— Alıntı metin —
=======

Kişisel verilerin korunması her ne kadar diğer hukuk dalları ile de bağlantılı olsa da temelde ‘’Özel Hayatın Gizliliği’’ ilkesi içerisinde değerlendirilmektedir.  Kişisel veriler, kişilerin mahremiyeti kapsamında incelenmektedir. Kişisel verilerin korunması özel hayatı korumakla eşdeğer hükümdedir. Kişisel verilerin korunmasına dair hükümleri ihlal eden her fiil kişinin özel hayatına müdahale eder nitelikte bir fiildir.

Teknolojinin gelişmesi ve sınır tanımazlığına bağlı olarak kişisel verilerin sadece paylaşım amacı ile sınırlı kalmasını beklemek artık mümkün olmamaktadır. Günümüz itibariyle her yaştan kişinin sosyal medya hesabı bulunmaktadır. Bu hesaplar üzerinden ‘’ Herkese Açık’’ seçeneğinin seçilmesi suretiyle bütün dünyanın görüşüne açık paylaşım yapma imkanı bulunmaktadır. Bu durum belki de kişisel verilerin en basit yayılma yoludur. Elbette kişisel verilere ulaşmak için daha kompleks durumlar da mevcut olmaktadır.

Kişisel verilerinin korunmasının ulusal ve uluslararası hukuk mevzuatta yasal dayanağı sahip olsa da verileri korumak adına bireylere de ciddi sorumluluklar düşmektedir. Sosyal medya platformlarından Facebook adlı medyanın bünyesinde bulunan İnstagram’ ın 500 Milyon kullanıcıya sayısına sahip olması üzerine kurucu Mark Zuckerberg bir paylaşımda bulunmuştur. Fotoğrafta Zuckerberg’ in kullandığı diz üstü bilgisayarın web kamera kısmının bantlanmış olduğu gözlenmiştir. Zuckerberg’ in paylaşmış olduğu fotoğraf paylaşma tarihi itibariyle de çok konuşulmuştur.

Alex Garland tarafından yazılan ve yönetilen 2015 yapımı bilimkurgu filmi Ex Machina’ nın 36:54-37:39 Dakikaları arasında bir robotun yüzünün nasıl yapıldığına yer verilmektedir. Filmin belirtilen dakikalarında;

- Bir yapay zekanın yüz ifadelerini anlayıp yorumlamak için ne kadar zorlandığımı bir bilse, nasıl çözdüm biliyor musun?,

- Hiçbirisini bilmiyorum.

- Nerdeyse her telefonda bir mikrofon, bir kamera ve veri iletmenin bir yolu vardır. O yüzden gezegendeki bütün mikrofonlarla kameraları açtım ve verileri BlueBook’ tan yeniden yönlendirdim.

=======

— Yazılı görev 1 —
Aşağıdaki (a), (b) ve (c) ifadelerinin alıntı metinle uyuşup uyuşmadığını belirtin. Her biri için evet ya da hayır deyin ve buna karar veren sözleri metinden olduğu gibi alıntılayın.
(a) Kişisel verilerin korunması, özel hayatı korumakla eşdeğer tutulmaktadır.
(b) Zuckerberg'in paylaştığı fotoğrafta dizüstü bilgisayarın web kamerası açık görünmektedir.
(c) Ex Machina 2015 yapımı bir bilimkurgu filmidir.

[Bir veri kaynağından alınan kayıtlar]
=======

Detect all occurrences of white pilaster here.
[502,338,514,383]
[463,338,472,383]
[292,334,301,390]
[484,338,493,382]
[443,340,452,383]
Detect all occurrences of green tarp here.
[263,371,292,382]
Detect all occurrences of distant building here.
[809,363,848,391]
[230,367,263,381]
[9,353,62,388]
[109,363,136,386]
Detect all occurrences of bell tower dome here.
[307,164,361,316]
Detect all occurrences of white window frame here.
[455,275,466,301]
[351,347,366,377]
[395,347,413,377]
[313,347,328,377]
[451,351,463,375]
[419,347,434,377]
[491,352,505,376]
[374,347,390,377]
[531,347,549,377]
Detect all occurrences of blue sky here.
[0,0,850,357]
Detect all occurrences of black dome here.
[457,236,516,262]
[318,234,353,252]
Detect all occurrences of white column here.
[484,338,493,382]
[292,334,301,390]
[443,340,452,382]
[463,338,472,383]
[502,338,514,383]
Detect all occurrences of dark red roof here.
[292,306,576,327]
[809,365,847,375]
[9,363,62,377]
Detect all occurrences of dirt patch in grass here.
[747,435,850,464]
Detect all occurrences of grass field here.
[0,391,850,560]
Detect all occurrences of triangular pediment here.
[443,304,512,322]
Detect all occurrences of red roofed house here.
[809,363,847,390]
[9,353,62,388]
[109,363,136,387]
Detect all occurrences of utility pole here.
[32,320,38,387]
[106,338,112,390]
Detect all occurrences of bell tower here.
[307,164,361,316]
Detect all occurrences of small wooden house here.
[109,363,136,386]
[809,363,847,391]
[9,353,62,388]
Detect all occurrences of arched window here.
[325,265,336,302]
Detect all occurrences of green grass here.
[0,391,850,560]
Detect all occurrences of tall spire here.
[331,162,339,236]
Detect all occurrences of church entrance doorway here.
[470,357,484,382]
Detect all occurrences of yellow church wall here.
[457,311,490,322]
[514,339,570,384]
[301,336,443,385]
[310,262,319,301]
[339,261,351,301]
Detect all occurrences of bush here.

=======

— Yazılı görev 2 —
Kayıtlarda "Detect all occurrences of arched window here." ifadesini içeren satırdan başlayıp "[470,357,484,382]" ifadesini içeren satıra kadar giden satırları, iki uç da dahil olmak üzere yeniden yazın. Yalnızca yanıtlardaki koordinat sayılarını 2,2 ile çarpıp ölçekleyin, tam sayıya yuvarlayın (buçuklar yukarı) ve diğer satırları değiştirmeden bırakın.

— Yazılı yanıt 1 —
(a) Evet: "Kişisel verilerin korunması özel hayatı korumakla eşdeğer hükümdedir."
(b) Hayır: "Fotoğrafta Zuckerberg’ in kullandığı diz üstü bilgisayarın web kamera kısmının bantlanmış olduğu gözlenmiştir."
(c) Evet: "2015 yapımı bilimkurgu filmi Ex Machina’ nın"

— Yazılı yanıt 2 —
Detect all occurrences of arched window here.
[715,583,739,664]
Detect all occurrences of green grass here.
[0,860,1870,1232]
Detect all occurrences of tall spire here.
[728,356,746,519]
Detect all occurrences of church entrance doorway here.
[1034,785,1065,840]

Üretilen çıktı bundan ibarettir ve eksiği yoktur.